> **Work instructions**: Copy all of the material below, line for line.

> **Source data**:
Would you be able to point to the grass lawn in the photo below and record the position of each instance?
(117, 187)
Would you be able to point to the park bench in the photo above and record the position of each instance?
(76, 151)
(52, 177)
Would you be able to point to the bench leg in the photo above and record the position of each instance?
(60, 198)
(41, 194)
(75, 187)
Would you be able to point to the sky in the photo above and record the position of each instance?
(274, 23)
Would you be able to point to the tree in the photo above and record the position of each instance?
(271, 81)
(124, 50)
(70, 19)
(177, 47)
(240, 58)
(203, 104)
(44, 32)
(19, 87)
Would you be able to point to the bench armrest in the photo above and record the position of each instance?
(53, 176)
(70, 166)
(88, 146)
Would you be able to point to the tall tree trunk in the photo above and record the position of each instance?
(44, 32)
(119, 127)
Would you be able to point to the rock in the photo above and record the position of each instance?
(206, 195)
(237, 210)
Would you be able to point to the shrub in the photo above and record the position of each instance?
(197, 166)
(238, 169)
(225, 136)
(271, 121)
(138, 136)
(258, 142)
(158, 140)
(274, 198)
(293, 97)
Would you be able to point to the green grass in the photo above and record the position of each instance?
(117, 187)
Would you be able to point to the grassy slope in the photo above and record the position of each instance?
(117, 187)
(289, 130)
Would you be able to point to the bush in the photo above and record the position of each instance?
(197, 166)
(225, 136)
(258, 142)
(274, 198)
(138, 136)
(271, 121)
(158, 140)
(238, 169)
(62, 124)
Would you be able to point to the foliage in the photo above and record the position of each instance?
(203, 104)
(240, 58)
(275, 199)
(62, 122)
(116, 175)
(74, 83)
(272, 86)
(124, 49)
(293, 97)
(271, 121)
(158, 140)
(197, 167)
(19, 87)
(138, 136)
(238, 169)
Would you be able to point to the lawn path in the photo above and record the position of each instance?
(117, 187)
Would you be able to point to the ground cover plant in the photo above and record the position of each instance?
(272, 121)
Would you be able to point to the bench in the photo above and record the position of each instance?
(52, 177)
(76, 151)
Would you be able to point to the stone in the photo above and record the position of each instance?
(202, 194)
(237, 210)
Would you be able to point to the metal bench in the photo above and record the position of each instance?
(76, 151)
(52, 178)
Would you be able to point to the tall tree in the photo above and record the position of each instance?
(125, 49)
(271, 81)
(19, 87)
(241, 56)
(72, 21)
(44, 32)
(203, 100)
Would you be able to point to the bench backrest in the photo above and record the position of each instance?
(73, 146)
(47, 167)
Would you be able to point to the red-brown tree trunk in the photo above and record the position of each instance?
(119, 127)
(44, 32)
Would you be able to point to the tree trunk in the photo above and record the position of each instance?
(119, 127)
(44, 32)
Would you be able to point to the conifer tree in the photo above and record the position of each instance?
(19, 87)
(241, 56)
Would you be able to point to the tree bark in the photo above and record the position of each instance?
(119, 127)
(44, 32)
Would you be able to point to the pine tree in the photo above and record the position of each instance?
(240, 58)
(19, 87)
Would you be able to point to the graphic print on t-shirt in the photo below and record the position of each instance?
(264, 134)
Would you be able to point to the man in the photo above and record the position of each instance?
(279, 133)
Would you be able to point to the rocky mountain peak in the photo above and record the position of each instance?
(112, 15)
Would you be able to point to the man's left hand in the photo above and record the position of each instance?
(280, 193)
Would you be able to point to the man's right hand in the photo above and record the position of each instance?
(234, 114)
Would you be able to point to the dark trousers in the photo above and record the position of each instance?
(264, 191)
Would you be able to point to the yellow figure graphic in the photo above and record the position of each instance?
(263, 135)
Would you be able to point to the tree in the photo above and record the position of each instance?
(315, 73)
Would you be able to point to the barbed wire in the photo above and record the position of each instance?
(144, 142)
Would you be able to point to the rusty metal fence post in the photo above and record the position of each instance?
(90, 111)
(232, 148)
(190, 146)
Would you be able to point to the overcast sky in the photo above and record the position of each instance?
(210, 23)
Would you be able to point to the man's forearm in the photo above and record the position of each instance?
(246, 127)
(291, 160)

> **Solution to the problem**:
Would you be able to point to the grass lawn in the photo below and record the position of each instance?
(117, 187)
Would you be able to point to the park bench in the photo above and record the position of each instance?
(76, 151)
(52, 177)
Would you be able to point to the bench leg in the photo above and record the position of each instance?
(60, 198)
(41, 194)
(75, 187)
Would you be able to point to the sky in the photo above and record the position of each instance?
(274, 23)
Would you be able to point to the tree in the photo above and record the position of each instance?
(271, 81)
(124, 50)
(70, 19)
(177, 47)
(240, 58)
(203, 104)
(44, 32)
(19, 87)
Would you be able to point to the bench armrest in the photo above and record the position of each instance?
(53, 176)
(70, 166)
(88, 146)
Would you be able to point to the tall tree trunk in the photo above and record the position of each instance?
(44, 32)
(119, 127)
Would you be able to point to the rock in the photo above and record the position of each instance?
(206, 195)
(237, 210)
Would you be able to point to the shrub in the photo above and record the position of each instance?
(197, 166)
(238, 169)
(225, 136)
(271, 121)
(138, 136)
(258, 142)
(158, 140)
(274, 198)
(293, 97)
Would you be able to point to the green grass in the photo above and record the position of each instance?
(117, 187)
Would you be able to point to the grassy slope in the photo above and record the position of each instance?
(117, 187)
(289, 130)
Would you be able to point to the bush in the photo above and record the position of each instance?
(197, 166)
(225, 136)
(258, 142)
(274, 198)
(138, 136)
(271, 121)
(158, 140)
(238, 169)
(62, 124)
Would you be able to point to the foliage in the photo above and record the position of each instance?
(203, 104)
(240, 58)
(275, 199)
(62, 122)
(116, 175)
(74, 83)
(272, 86)
(124, 49)
(293, 97)
(271, 121)
(158, 140)
(197, 167)
(19, 87)
(138, 136)
(238, 169)
Would you be able to point to the lawn path in the photo above and record the position of each instance?
(117, 187)
Would you be able to point to the ground cover plant in the photo above and record the position of each instance?
(272, 121)
Would you be able to point to the bench in the photo above and record the position of each instance?
(52, 177)
(76, 151)
Would you be able to point to the stone in the photo above and record the position of each instance?
(202, 194)
(237, 210)
Would you be able to point to the metal bench in the photo above and record the position of each instance?
(76, 151)
(52, 178)
Would you be able to point to the tall tree in the photo above and record the position of each instance?
(125, 49)
(271, 81)
(19, 87)
(241, 56)
(72, 21)
(44, 32)
(203, 100)
Would you be able to point to the bench backrest in the photo above and record the position of each instance?
(73, 146)
(47, 167)
Would you be able to point to the red-brown tree trunk in the photo above and record the position of each instance?
(119, 127)
(44, 32)
Would you be able to point to the tree trunk in the photo above and record the position of each instance?
(119, 127)
(44, 32)
Would you be able to point to the conifer tree in the photo above and record the position of each instance?
(19, 87)
(241, 56)
Would you be able to point to the tree bark in the photo above and record the position of each instance?
(119, 127)
(44, 32)
Would you be able to point to the pine tree in the photo above and record the position of each instance?
(240, 58)
(19, 87)
Would you be able to point to the graphic print on t-shirt in the photo below and record the position of each instance?
(264, 134)
Would you be able to point to the man in the photo above and record the position of each instance?
(279, 133)
Would you be able to point to the rocky mountain peak in the photo above and record the position of each instance?
(112, 15)
Would you be able to point to the man's left hand in the photo above and record the position of each instance?
(280, 193)
Would you be able to point to the man's right hand in the photo above and record the position of each instance?
(234, 114)
Would you be able to point to the dark trousers in the photo above and record the position of each instance?
(264, 191)
Would you be able to point to the yellow figure graphic in the photo above and record the position of each instance?
(263, 135)
Would you be able to point to the tree in the photo above and record the position of each instance?
(315, 73)
Would you be able to point to the barbed wire in the photo above and record the position of each instance?
(144, 142)
Would you be able to point to the rusty metal fence post in the photo above and record the position of each instance?
(90, 111)
(232, 148)
(190, 146)
Would you be able to point to the overcast sky in the photo above and record the position of each instance?
(210, 23)
Would you be able to point to the man's forearm in the photo above and record the position of each instance?
(246, 127)
(291, 160)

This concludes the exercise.